-- Start --

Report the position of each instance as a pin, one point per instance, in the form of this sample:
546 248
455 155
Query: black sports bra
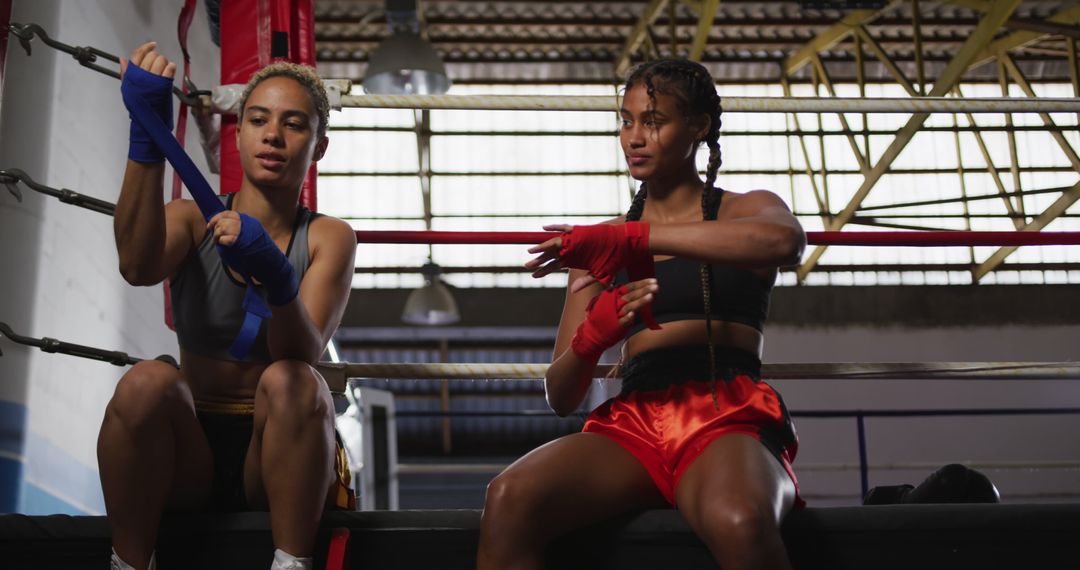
738 295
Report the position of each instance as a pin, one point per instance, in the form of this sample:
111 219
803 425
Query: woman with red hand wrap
693 426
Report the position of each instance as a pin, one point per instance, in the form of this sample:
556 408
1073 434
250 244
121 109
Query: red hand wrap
601 329
605 248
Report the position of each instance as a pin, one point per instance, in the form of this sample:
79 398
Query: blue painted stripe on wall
12 426
53 470
11 476
38 501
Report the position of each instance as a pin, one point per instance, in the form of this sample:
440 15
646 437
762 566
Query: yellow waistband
235 408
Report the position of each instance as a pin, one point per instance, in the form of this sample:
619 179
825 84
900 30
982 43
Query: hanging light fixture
432 303
405 63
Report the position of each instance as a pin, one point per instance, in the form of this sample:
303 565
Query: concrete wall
67 127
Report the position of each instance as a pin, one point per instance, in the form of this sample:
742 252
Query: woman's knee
739 524
511 497
148 390
294 387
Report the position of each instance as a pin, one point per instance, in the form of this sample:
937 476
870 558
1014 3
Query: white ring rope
603 103
337 374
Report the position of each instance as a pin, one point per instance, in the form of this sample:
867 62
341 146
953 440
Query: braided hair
694 93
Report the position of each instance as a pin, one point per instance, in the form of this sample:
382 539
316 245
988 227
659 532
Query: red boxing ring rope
906 239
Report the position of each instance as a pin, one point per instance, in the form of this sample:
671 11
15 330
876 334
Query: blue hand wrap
160 133
255 254
157 91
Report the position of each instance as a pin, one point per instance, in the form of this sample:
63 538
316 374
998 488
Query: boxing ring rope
939 370
909 239
337 376
88 56
731 104
9 177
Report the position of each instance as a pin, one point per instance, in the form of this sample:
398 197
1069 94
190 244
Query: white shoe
283 560
117 564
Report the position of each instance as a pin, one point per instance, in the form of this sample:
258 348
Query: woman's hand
549 260
608 316
146 57
638 294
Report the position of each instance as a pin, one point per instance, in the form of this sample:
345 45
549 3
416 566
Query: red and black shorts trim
670 410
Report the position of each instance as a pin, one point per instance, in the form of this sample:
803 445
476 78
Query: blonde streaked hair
302 75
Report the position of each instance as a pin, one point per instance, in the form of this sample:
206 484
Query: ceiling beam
1038 224
638 34
831 37
983 34
705 16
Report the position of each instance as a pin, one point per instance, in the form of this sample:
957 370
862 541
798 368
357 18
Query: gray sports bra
207 300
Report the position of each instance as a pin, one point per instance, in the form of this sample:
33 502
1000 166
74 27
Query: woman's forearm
567 380
748 242
291 334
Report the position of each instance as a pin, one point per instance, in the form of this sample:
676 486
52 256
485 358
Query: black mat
889 537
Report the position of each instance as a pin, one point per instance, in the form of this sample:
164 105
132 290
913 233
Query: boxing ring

-- End --

Make an exact copy of the listing above. Do not include the pictures.

Report the position of each instance as a pin, one point per instance, in the form of this sample:
546 248
455 155
Query: black sports bra
738 295
Report the position of each instance as a pin, one point per instance, in the form of this sample:
111 219
803 425
Query: woman with red hand wrap
693 426
Report the position of each instance as a pin, one point per instance, in the form of this sample:
556 408
1073 434
250 244
121 109
Query: red hand wrap
601 329
605 248
Report the position of each instance as a pin, one point per instance, in the form of this sample:
79 398
Query: blue painted stripe on wall
12 426
53 470
11 476
38 501
Report the position of each instance as a pin, one point per instance, in the form of this sample:
440 15
646 437
762 566
Query: yellow waistband
235 408
Report the position of each instance as a pin, one point per instance, in the form of this sample:
619 179
825 84
900 30
982 43
Query: hanging light fixture
432 303
405 63
Report the position of each instance as a pin, one point per instance, in the form of this sample:
303 565
Query: concrete wall
67 127
Report the position of each instance as a pin, one point per instance, in the form of this sample:
742 252
Query: woman's knee
739 524
511 497
148 390
294 387
Report the position of each instance as a pin, one point per instance, in the form of this sample:
937 476
870 558
1014 3
Query: white ring rope
603 103
337 374
Report the position of each instance as a pin, one point per instance, in the form of this sample:
867 62
341 146
953 440
Query: braided hair
694 93
Report the position of each instance as a pin, one point per instance, in the form of this sample:
382 539
316 245
988 227
659 532
Query: red boxing ring rope
906 239
Report the position of each instance as a pin, one point per instance, in the form of this sample:
671 11
15 330
876 334
Query: blue hand wrap
160 133
255 254
157 91
Report the position of each instance as a pin, one point per instance, in the form of this sample:
63 538
316 374
998 488
Query: boxing ring rope
939 370
909 239
337 376
88 56
731 104
9 177
Report the position of each instance as a pin, one point per instance, in the form of this sample:
398 197
1069 94
190 244
Query: white shoe
283 560
117 564
Report the position of each instance as a pin, one point per instance, in the form of this sample:
258 348
Query: woman's hand
549 260
608 316
146 57
638 294
Report the position of each instance as a pin, one point per instance, in the form of this sample:
345 45
549 3
416 566
Query: red and black shorts trim
670 410
Report the position of each instance as a pin, one point per instance, in the form of this sample:
803 445
476 78
Query: blonde streaked hair
302 75
Report the position of each instance as a pin, one point per instance, in the form of this sample:
206 484
Query: ceiling beam
1038 224
638 34
831 37
983 34
705 16
Report the position of each instance as a pin, one point per instance, in the form of this sample:
957 370
862 541
798 368
357 18
Query: gray sports bra
207 300
Report the position of each instance as a pin, one point per instance, in the form of this sample:
33 502
1000 166
74 27
Query: woman's forearm
567 380
748 242
291 334
Report the position of each instance as a pin, one point per instance, in the form of this sample:
676 486
52 256
485 358
Query: black mat
889 537
Report the position of each instance as a pin, one point per instance, in the form of this sample:
164 105
132 290
913 233
Query: boxing ring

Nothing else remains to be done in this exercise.